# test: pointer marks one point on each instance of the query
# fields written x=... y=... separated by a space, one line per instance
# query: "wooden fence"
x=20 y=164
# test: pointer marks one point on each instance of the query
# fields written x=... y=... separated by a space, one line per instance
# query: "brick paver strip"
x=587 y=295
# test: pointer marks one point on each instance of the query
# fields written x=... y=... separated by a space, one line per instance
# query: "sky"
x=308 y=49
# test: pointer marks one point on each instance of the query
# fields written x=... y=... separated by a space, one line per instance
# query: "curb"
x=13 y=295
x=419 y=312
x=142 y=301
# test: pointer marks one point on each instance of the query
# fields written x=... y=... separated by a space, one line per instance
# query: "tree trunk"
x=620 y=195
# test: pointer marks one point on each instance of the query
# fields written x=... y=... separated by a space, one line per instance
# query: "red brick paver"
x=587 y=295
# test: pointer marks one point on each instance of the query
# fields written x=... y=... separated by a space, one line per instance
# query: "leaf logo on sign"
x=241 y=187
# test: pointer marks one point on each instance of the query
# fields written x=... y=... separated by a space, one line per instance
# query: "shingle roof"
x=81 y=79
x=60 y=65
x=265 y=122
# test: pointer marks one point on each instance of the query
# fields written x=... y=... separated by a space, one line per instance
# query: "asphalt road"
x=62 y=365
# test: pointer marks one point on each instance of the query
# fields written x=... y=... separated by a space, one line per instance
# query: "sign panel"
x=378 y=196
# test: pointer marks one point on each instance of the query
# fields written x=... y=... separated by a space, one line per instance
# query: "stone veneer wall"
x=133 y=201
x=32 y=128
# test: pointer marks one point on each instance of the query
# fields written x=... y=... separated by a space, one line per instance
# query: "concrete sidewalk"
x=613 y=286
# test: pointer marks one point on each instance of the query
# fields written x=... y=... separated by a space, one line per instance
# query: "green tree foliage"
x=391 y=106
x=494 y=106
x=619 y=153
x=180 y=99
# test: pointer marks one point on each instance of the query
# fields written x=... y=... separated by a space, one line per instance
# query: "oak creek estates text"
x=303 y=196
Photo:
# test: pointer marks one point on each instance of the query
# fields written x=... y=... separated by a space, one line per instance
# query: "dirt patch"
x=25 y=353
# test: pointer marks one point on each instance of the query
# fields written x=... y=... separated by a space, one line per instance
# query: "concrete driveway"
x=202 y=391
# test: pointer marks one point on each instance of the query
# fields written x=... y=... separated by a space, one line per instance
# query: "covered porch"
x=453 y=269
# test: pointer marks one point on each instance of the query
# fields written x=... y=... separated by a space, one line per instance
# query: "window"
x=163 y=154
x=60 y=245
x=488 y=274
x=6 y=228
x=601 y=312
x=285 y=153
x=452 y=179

Given exercise: Your task is to transcribe the listing above in full, exactly as given.

Result:
# test: pointer marks one point on each instance of the query
# fields written x=... y=... separated by a space, one line per instance
# query: "wooden fence"
x=20 y=164
# test: pointer marks one point on each instance of the query
# fields written x=... y=... separated by a space, one line per instance
# query: "brick paver strip"
x=587 y=295
# test: pointer marks one point on each instance of the query
# fields written x=... y=... separated by a space, one line per instance
# query: "sky"
x=308 y=49
# test: pointer marks one point on each instance of the query
# fields written x=... y=... separated by a space, one line per instance
# query: "curb"
x=13 y=295
x=419 y=312
x=142 y=301
# test: pointer marks one point on each instance of the query
# fields written x=... y=... separated by a space, one line per instance
# query: "tree trunk"
x=620 y=195
# test: pointer marks one point on each instance of the query
# fields written x=... y=... separated by a space, one line per instance
# query: "red brick paver"
x=587 y=295
# test: pointer marks one point on each instance of the query
# fields written x=... y=... separated by a space, one line per instance
# query: "leaf logo on sign"
x=241 y=187
# test: pointer marks one point on each instance of the query
# fields written x=... y=... separated by a space, one line per instance
# query: "shingle roof"
x=81 y=79
x=60 y=65
x=265 y=122
# test: pointer marks one point on each instance of the query
# fields written x=... y=... separated by a space, one line per instance
# query: "asphalt road"
x=62 y=365
# test: pointer marks one point on each instance of the query
# fields written x=... y=... separated by a space, one line per instance
# query: "sign panel"
x=378 y=196
# test: pointer marks one point on each instance of the query
# fields written x=... y=... separated by a space, one line per instance
# query: "stone veneer wall"
x=133 y=201
x=32 y=128
# test: pointer marks one point on each instance of the query
# fields written x=... y=... separated by a space, one line per instance
# query: "concrete sidewalk"
x=613 y=286
# test: pointer marks one point on each instance of the query
# fields written x=... y=... separated by a space, one line per instance
# query: "green tree foliage"
x=391 y=106
x=494 y=106
x=619 y=153
x=180 y=99
# test: pointer marks one point on each instance of the query
# fields written x=... y=... separated by a space, one line per instance
# query: "oak creek estates text"
x=303 y=196
Photo:
# test: pointer marks one point on each instance of the query
# fields written x=... y=... separated by a space, one line per instance
# query: "dirt patch"
x=25 y=353
# test: pointer marks one point on each instance of the query
# fields written x=... y=... separated by a space, one line per instance
# query: "concrete driveway"
x=202 y=391
# test: pointer marks one point on each instance of the query
# fields written x=... y=... separated by a space, one line per instance
# query: "covered porch"
x=453 y=269
# test: pointer marks one point on each instance of the query
# fields written x=... y=... separated by a space, one line per instance
# query: "window"
x=163 y=154
x=60 y=245
x=488 y=274
x=6 y=228
x=601 y=312
x=285 y=153
x=452 y=179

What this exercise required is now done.